**TEXT FOR ANALYSIS**.
########################################

The federal autism prevalence number has been climbing for a decade, and the latest tally, 1 in 31 US children, has become a familiar headline in pediatric waiting rooms. Inside many South Asian American households, the same number is a different kind of data point: a diagnosis that a family agrees, often without ever saying so, to keep quiet.
A June 15 STAT First Opinion essay by Dr. Ritu Goel, a double board-certified child, adolescent, and adult psychiatrist, argues that the silence is not the product of language barriers, insurance gaps, or distance from a specialist. It is the product of stigma, a culturally reinforced code of family honor that recasts a neurodevelopmental condition as a moral event.
Goel names that code with two words her community uses, and that a wider American audience usually does not. Izzat, broadly translatable as family honor or family standing, is treated as something an autistic child can damage by existing in public. The diagnosis threatens the household's reputation with the extended family, with neighbors, with the aunties at the temple or the mosque. Karma, in the everyday sense most American readers know it, is a generic idea of cosmic give-and-take. In Goel's account of how stigma operates in many South Asian American homes, karma carries a sharper freight: the framing that disability is the visible record of a past wrongdoing, a debt that has to be paid in this life. The bill, in this reading, is the child's. The guilt, Goel writes, is the mother's.
The clinical cost of that arrangement is measurable in time. Children from racial and ethnic minority groups are diagnosed with autism roughly a year to a year and a half later than their white peers. The standard explanation in pediatric and public-health writing is structural: language, insurance, geography. Goel's argument is that for many South Asian American families, those are not the binding constraints. The binding constraint is what the family is willing to admit inside its own walls.

########################################

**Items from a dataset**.
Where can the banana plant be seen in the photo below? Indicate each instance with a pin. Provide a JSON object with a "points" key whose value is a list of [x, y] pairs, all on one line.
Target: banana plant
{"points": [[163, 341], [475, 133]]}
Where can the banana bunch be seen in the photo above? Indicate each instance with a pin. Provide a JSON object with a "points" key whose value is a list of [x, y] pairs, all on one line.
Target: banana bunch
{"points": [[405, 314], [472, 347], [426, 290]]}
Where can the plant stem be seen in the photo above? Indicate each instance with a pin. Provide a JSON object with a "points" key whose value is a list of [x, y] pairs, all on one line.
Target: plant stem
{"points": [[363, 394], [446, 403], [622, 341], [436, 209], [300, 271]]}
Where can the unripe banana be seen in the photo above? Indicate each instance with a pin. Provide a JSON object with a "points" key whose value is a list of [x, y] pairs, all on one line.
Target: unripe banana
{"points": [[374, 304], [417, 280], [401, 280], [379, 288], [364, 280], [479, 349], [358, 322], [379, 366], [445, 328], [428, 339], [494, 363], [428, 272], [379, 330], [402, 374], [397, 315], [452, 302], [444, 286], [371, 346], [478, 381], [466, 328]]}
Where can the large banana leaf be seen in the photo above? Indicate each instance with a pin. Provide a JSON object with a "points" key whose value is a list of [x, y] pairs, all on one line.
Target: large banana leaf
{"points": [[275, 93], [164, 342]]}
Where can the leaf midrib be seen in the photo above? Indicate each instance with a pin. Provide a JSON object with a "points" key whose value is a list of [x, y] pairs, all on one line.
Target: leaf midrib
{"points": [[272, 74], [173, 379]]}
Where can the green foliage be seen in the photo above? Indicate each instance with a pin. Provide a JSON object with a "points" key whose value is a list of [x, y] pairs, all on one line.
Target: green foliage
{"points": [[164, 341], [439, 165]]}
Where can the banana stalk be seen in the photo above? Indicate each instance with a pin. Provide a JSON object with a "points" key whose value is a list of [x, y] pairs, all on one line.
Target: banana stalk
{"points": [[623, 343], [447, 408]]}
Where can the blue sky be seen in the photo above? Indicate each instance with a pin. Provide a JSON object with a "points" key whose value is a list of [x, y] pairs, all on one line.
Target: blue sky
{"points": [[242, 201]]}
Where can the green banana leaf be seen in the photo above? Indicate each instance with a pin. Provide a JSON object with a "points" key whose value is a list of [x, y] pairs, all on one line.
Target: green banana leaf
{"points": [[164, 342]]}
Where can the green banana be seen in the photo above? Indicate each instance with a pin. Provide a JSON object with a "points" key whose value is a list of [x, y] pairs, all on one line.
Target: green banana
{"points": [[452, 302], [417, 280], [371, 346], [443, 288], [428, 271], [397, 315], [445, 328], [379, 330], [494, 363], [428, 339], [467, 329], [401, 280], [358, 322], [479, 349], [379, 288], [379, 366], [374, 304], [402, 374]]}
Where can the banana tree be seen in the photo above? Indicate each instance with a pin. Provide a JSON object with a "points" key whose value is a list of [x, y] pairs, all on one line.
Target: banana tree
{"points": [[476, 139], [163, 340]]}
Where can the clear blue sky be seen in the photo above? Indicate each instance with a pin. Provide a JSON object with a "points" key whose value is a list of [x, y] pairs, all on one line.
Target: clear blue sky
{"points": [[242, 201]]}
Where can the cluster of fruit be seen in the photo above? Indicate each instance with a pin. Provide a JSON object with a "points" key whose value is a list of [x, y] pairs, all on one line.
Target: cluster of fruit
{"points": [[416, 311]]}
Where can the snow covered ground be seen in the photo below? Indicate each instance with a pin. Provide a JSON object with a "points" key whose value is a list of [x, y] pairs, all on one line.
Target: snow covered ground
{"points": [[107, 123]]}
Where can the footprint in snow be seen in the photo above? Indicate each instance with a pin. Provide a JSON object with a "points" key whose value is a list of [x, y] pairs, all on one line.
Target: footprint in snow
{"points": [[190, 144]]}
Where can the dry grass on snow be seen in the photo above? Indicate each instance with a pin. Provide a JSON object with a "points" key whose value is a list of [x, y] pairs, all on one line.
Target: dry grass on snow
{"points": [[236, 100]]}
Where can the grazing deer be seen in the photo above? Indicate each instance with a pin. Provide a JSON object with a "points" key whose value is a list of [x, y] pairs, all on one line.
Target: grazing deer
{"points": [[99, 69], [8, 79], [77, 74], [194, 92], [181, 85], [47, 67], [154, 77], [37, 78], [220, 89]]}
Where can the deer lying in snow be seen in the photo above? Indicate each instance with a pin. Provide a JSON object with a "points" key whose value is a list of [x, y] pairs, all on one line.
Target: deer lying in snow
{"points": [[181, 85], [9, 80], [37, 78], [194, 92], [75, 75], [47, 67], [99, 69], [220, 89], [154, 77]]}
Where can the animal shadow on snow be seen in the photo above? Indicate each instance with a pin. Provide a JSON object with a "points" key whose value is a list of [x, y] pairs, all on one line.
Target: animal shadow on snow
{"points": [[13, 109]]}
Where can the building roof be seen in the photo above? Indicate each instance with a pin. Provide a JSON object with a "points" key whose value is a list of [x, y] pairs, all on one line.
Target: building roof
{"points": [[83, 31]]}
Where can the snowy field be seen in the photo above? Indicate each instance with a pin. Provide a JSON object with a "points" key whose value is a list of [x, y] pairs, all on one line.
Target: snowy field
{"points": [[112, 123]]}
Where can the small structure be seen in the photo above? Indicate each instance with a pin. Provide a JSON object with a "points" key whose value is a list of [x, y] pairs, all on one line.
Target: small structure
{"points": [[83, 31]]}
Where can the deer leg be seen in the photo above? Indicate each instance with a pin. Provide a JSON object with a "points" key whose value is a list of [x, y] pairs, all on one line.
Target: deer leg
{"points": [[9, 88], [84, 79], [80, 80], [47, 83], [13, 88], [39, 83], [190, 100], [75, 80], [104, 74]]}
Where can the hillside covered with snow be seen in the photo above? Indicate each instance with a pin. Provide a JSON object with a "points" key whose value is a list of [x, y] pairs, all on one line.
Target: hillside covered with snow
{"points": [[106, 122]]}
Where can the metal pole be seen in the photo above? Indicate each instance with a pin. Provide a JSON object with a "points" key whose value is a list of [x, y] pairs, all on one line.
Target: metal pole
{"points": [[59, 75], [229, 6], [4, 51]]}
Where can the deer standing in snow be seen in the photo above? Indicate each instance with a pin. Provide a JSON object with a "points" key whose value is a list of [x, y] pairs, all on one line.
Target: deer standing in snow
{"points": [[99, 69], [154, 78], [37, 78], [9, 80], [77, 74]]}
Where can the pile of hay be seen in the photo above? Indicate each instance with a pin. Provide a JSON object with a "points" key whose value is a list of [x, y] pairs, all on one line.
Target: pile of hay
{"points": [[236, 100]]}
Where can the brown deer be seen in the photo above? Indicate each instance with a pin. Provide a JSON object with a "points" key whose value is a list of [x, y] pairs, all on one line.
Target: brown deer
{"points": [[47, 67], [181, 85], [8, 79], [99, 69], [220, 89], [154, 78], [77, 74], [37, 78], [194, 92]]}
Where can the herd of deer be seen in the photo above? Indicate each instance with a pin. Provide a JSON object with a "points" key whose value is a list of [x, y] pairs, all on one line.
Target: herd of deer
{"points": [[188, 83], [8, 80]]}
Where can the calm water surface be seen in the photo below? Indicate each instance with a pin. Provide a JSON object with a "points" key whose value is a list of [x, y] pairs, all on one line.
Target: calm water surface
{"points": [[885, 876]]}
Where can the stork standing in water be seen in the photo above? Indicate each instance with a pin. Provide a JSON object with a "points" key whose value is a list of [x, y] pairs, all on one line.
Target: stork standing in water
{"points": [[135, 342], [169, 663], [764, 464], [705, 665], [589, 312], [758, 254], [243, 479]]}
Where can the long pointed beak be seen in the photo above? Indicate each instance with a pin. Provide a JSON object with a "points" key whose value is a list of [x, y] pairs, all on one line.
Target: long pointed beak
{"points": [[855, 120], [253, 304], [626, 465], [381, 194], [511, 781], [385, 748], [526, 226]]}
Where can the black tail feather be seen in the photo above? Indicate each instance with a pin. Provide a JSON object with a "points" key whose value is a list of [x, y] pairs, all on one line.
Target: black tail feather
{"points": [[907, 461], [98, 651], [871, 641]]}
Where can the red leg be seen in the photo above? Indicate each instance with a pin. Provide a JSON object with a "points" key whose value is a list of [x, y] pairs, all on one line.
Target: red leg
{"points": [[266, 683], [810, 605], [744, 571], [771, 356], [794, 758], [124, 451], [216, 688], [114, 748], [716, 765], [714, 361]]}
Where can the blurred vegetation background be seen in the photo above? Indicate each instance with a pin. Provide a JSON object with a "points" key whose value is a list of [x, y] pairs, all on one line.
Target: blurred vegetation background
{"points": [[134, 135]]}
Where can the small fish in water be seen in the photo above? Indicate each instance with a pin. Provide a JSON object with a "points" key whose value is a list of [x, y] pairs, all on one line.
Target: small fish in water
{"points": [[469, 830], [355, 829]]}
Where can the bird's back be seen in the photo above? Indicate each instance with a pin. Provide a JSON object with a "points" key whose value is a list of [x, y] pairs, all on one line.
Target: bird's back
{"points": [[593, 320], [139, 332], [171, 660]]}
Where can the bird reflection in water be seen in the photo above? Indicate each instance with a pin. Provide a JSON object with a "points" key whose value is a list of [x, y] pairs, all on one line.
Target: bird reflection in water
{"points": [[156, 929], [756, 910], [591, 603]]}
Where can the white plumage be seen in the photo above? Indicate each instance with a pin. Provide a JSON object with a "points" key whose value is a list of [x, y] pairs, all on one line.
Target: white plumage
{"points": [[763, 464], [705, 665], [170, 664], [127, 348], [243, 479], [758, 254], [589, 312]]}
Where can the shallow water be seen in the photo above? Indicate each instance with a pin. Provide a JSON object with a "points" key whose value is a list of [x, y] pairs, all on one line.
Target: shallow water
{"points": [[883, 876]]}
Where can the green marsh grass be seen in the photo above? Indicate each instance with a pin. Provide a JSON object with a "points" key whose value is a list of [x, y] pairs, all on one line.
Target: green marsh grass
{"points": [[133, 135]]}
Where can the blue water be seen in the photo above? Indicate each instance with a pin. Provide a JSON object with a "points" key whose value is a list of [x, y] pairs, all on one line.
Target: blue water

########################################

**TASK INSTRUCTIONS**.
a: In the text on autism stigma, copy the passage from "The federal autism" up to and including "to keep quiet." word for word.
b: According to the text on autism stigma, how much later than their white peers are children from racial and ethnic minority groups diagnosed with autism?
c: Write the next part of the text on autism stigma, starting after its last sentence.

**TASK RESPONSES**.
a:
The federal autism prevalence number has been climbing for a decade, and the latest tally, 1 in 31 US children, has become a familiar headline in pediatric waiting rooms. Inside many South Asian American households, the same number is a different kind of data point: a diagnosis that a family agrees, often without ever saying so, to keep quiet.

b: Roughly a year to a year and a half later.

c:
The fix, on the terms the essay sets, is not a generic appeal to families to talk more openly about disability. That framing inverts the diagnosis, suggesting the problem is in the parents' willingness to be honest, and leaves the surrounding institutions untouched. The change has to come from the institutions a family already encounters: the pediatrician's office, the public school, the community organization, the state Medicaid program.
In the clinic, the doorway is the question a pediatrician asks. A checklist of developmental milestones, ticked off in front of both parents, can produce a false negative: the father nods, the mother stays quiet, the visit ends. A second, private conversation with the caregiver who is most often the first to notice the regression, usually the mother, is a different instrument. The 18-month and 24-month autism screens that the American Academy of Pediatrics already recommends become useful only when the room is set up to hear the answer.
In the school, the doorway is who gets referred, and how fast. Developmental preschool evaluations under the Individuals with Disabilities Education Act carry a 60-day timeline; the delay in many districts is longer, and the families least likely to push are the families that most need a case manager willing to push on their behalf.
In the community, the doorway is a name the family already trusts. South Asian American mental-health and autism organizations, including the South Asian Mental Health Initiative and Network (SAMHIN) and AASHA for Autism, have spent the last decade building exactly the kind of first-call referral line that a pediatrician, an imam, or a worried grandfather can hand a family without asking the family to publicly identify as the parent of an autistic child. Those organizations, and the clinicians who work with them, are the practical unit of change. They are also the unit the essay asks the health system to fund, refer into, and treat as a covered partner rather than an outside advocacy group.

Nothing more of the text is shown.